EXTRACT TO READ
- - - -

Devra Lee Fishman’s dear friend and college roommate, Leslie, died from breast cancer one month shy of her 46th birthday after a four-year battle with the disease. Being with Leslie and her family at the end of her life inspired Devra to help care for others who are terminally ill. Each week, she documents her experiences volunteering at her local hospice in her blog, Hospice Girl Friday.
My brother and sister-in-law are raising Hazel, a six-month old black Lab, for the Guide Dog Foundation. Part of her early training involves socializing her in as many public settings as possible, so I asked if I could take Hazel to the hospice with me. My brother was confident Hazel would easily transition from carefree puppy to serious ‘working’ dog when she had on her yellow training vest, but I wondered how she would respond to the smells, sounds, and sights of the hospice and how the people there would respond to her.
As soon as Hazel and I walked into the hospice I introduced her to the staff. They greeted Hazel with wide smiles and high, breathy voices like they were talking to an adorable toddler.
“How are the patients today?” I asked.
“The woman in room two is a pickle,” the doctor replied, rubbing Hazel’s neck.
The doctor looked up. “You know, sometimes sweet and sometimes sour?”
“Sour,” the doctor replied. “She has been cranky with all of us. We were just talking about what else we might try.”
One of the nurses said, “She’s eating her breakfast now, but when she’s done do you think she could meet Hazel? Apparently she had three dogs when she was younger so Hazel might cheer her up.”
I did not plan to take Hazel to visit patients yet, but since the nurse asked I said, “Sure, just let me know when.”
I sat down at the desk and looked at the census. The ‘pickle’ was Dr. Ellen Kaye. 89 years old. Cardiovascular Disease.
Twenty minutes later the nurse approached me. “Dr. Kaye is ready and very excited,” she said.
I took hold of Hazel’s leash and told her we were going to meet Dr. Kaye. Hazel walked next to me with her head high and determined, like she knew this was important. I knocked on the door of room two and walked in. Dr. Kaye was sitting straight up in a chair next to the window with her hands flat on her lap and her eyes open wide, full of expectation. Her full-length bathrobe matched Hazel’s glossy black coat. Hazel started to tug me forward so I reminded her she was working. Hazel sat down next to Dr. Kaye and looked up at her as if to say ‘It’s okay, you can pet me now.’
Dr. Kaye leaned forward and stroked Hazel’s head.
“Your nurse said you had Weimaraners,” I said to get us started.
“Yes, three,” she said. “My dogs were the first to come over from Germany after WWII ended. They followed me everywhere. They do that, you know, Weimaraners.”

- - - -

RECORDS PROVIDED
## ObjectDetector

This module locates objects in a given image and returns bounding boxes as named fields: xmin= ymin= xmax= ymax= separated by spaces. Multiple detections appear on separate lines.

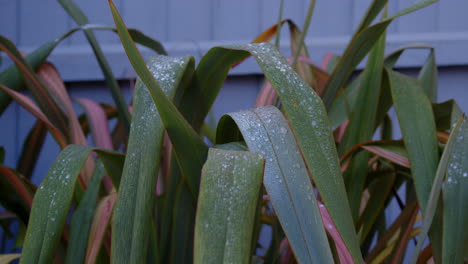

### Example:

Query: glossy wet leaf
xmin=338 ymin=27 xmax=386 ymax=220
xmin=0 ymin=165 xmax=34 ymax=224
xmin=112 ymin=56 xmax=191 ymax=263
xmin=194 ymin=148 xmax=264 ymax=264
xmin=206 ymin=43 xmax=361 ymax=260
xmin=323 ymin=0 xmax=438 ymax=109
xmin=439 ymin=117 xmax=468 ymax=263
xmin=217 ymin=106 xmax=333 ymax=263
xmin=65 ymin=162 xmax=105 ymax=264
xmin=386 ymin=70 xmax=442 ymax=259
xmin=109 ymin=1 xmax=208 ymax=197
xmin=0 ymin=25 xmax=165 ymax=114
xmin=21 ymin=145 xmax=91 ymax=264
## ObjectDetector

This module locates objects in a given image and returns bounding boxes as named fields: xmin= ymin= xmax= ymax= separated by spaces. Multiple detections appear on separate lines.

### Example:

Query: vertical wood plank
xmin=212 ymin=0 xmax=261 ymax=41
xmin=305 ymin=0 xmax=353 ymax=39
xmin=67 ymin=0 xmax=123 ymax=44
xmin=212 ymin=76 xmax=262 ymax=121
xmin=167 ymin=0 xmax=211 ymax=41
xmin=122 ymin=0 xmax=168 ymax=41
xmin=438 ymin=0 xmax=468 ymax=32
xmin=18 ymin=0 xmax=67 ymax=47
xmin=0 ymin=0 xmax=20 ymax=44
xmin=394 ymin=0 xmax=438 ymax=33
xmin=0 ymin=103 xmax=19 ymax=168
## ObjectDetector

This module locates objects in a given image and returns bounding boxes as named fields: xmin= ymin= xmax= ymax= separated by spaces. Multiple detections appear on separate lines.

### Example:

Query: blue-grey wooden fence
xmin=0 ymin=0 xmax=468 ymax=256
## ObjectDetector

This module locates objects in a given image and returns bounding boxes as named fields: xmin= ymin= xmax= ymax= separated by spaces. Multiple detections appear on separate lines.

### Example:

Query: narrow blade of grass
xmin=85 ymin=192 xmax=117 ymax=263
xmin=411 ymin=116 xmax=467 ymax=263
xmin=323 ymin=0 xmax=438 ymax=109
xmin=16 ymin=120 xmax=47 ymax=179
xmin=439 ymin=116 xmax=468 ymax=263
xmin=109 ymin=0 xmax=208 ymax=197
xmin=0 ymin=36 xmax=68 ymax=134
xmin=432 ymin=100 xmax=463 ymax=131
xmin=418 ymin=49 xmax=438 ymax=103
xmin=21 ymin=145 xmax=91 ymax=264
xmin=217 ymin=106 xmax=333 ymax=263
xmin=194 ymin=148 xmax=264 ymax=263
xmin=338 ymin=25 xmax=386 ymax=220
xmin=0 ymin=25 xmax=166 ymax=114
xmin=111 ymin=56 xmax=191 ymax=263
xmin=0 ymin=165 xmax=34 ymax=224
xmin=65 ymin=162 xmax=105 ymax=264
xmin=58 ymin=0 xmax=131 ymax=131
xmin=206 ymin=43 xmax=361 ymax=262
xmin=74 ymin=98 xmax=114 ymax=149
xmin=386 ymin=70 xmax=442 ymax=259
xmin=170 ymin=180 xmax=196 ymax=263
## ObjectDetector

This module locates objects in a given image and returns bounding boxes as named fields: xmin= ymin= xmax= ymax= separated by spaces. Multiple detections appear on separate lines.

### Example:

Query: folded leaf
xmin=194 ymin=148 xmax=264 ymax=263
xmin=217 ymin=106 xmax=333 ymax=263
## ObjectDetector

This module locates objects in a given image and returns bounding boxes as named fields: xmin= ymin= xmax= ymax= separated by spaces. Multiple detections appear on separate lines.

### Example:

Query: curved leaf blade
xmin=194 ymin=148 xmax=264 ymax=263
xmin=109 ymin=0 xmax=208 ymax=197
xmin=217 ymin=106 xmax=333 ymax=263
xmin=442 ymin=116 xmax=468 ymax=263
xmin=111 ymin=56 xmax=191 ymax=263
xmin=386 ymin=69 xmax=442 ymax=259
xmin=21 ymin=145 xmax=91 ymax=264
xmin=212 ymin=43 xmax=362 ymax=262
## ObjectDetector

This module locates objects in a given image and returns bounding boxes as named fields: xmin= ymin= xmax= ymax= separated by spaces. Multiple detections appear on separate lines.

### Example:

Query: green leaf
xmin=411 ymin=116 xmax=468 ymax=263
xmin=21 ymin=145 xmax=91 ymax=264
xmin=0 ymin=254 xmax=21 ymax=264
xmin=111 ymin=56 xmax=190 ymax=263
xmin=217 ymin=106 xmax=333 ymax=263
xmin=194 ymin=148 xmax=264 ymax=263
xmin=328 ymin=76 xmax=362 ymax=130
xmin=16 ymin=120 xmax=47 ymax=179
xmin=357 ymin=172 xmax=395 ymax=244
xmin=0 ymin=36 xmax=68 ymax=135
xmin=439 ymin=116 xmax=468 ymax=263
xmin=432 ymin=100 xmax=463 ymax=131
xmin=386 ymin=69 xmax=442 ymax=259
xmin=323 ymin=0 xmax=438 ymax=109
xmin=0 ymin=25 xmax=166 ymax=114
xmin=338 ymin=27 xmax=386 ymax=220
xmin=170 ymin=180 xmax=196 ymax=263
xmin=58 ymin=0 xmax=131 ymax=130
xmin=418 ymin=49 xmax=438 ymax=103
xmin=109 ymin=0 xmax=208 ymax=197
xmin=0 ymin=165 xmax=34 ymax=224
xmin=65 ymin=162 xmax=105 ymax=264
xmin=202 ymin=43 xmax=361 ymax=262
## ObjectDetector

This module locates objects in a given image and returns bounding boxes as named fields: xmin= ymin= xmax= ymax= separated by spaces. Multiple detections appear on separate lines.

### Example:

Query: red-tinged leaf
xmin=37 ymin=62 xmax=97 ymax=186
xmin=75 ymin=98 xmax=114 ymax=149
xmin=0 ymin=36 xmax=67 ymax=133
xmin=365 ymin=201 xmax=418 ymax=263
xmin=319 ymin=203 xmax=354 ymax=264
xmin=0 ymin=85 xmax=67 ymax=148
xmin=86 ymin=193 xmax=117 ymax=263
xmin=288 ymin=56 xmax=330 ymax=95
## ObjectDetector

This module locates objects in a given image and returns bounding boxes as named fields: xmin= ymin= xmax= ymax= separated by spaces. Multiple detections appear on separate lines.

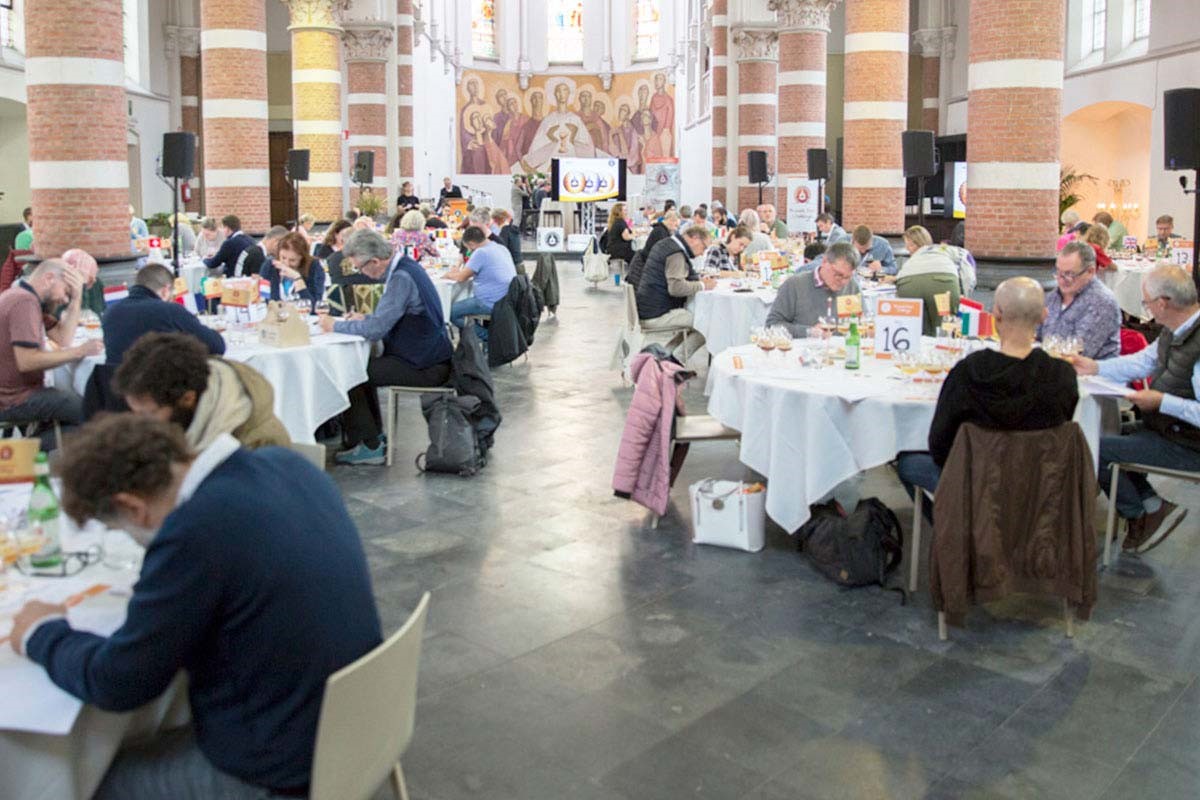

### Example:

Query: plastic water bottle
xmin=28 ymin=452 xmax=62 ymax=569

- - - -

EXERCISE SET
1) In the hospice text, what organization are the narrator's brother and sister-in-law raising Hazel for?
2) Carry the hospice text forward from its final line, continuing the visit with Dr. Kaye.
The listing has nothing to do with the hospice text.

ANSWERS IN ORDER
1) The Guide Dog Foundation.

2)
Dr. Kaye kept petting Hazel and looked up at me as she talked about her career, her many homes, and her travels. She told me her husband died of cancer almost 50 years ago and that she has lived alone ever since. She wished she could have a dog, but she knew she would not be able to take proper care of one. The whole time we talked Dr. Kaye’s eyes were bright and focused, her face animated. Occasionally she would pause to catch her breath, but other than that I could not detect any signs that her heart was failing. Nor did I see any of the sour pickle the doctor had described.
I have seen family members bring in patients’ dogs to visit, and I have always been aware of the many ways dogs can help calm and comfort people who are going through some sort of trauma. This was the first time I witnessed it first hand. I wondered how the nurse knew this might happen.
“I am sorry to interrupt,” I heard the doctor said from the doorway, “but I need to do a quick exam.” I glanced at the clock. Dr. Kaye and I had been talking for over forty-five minutes.
“Okay,” I said. Then I turned to Dr. Kaye. “Hazel and I will be here until noon. Ring your call bell if you’d like us to come back for another visit.”
“Thank you, dear,” she said. Then she smiled and leaned down to kiss the top of Hazel’s head.
The doctor found me as soon as she left Dr. Kaye’s room. “Devra, what you and Hazel did for Mrs. Kaye worked better than everything else we’ve tried. I had no idea how she would react, but her physical and mental demeanor brightened, which made it easier for us to take care of her. Thank you so much.” Then she looked down at Hazel and said, “Thank you, too, Hazel.”
Hazel locked eyes with the doctor, sat up a little straighter and wagged her tail, already looking like the professional service dog she is destined to become.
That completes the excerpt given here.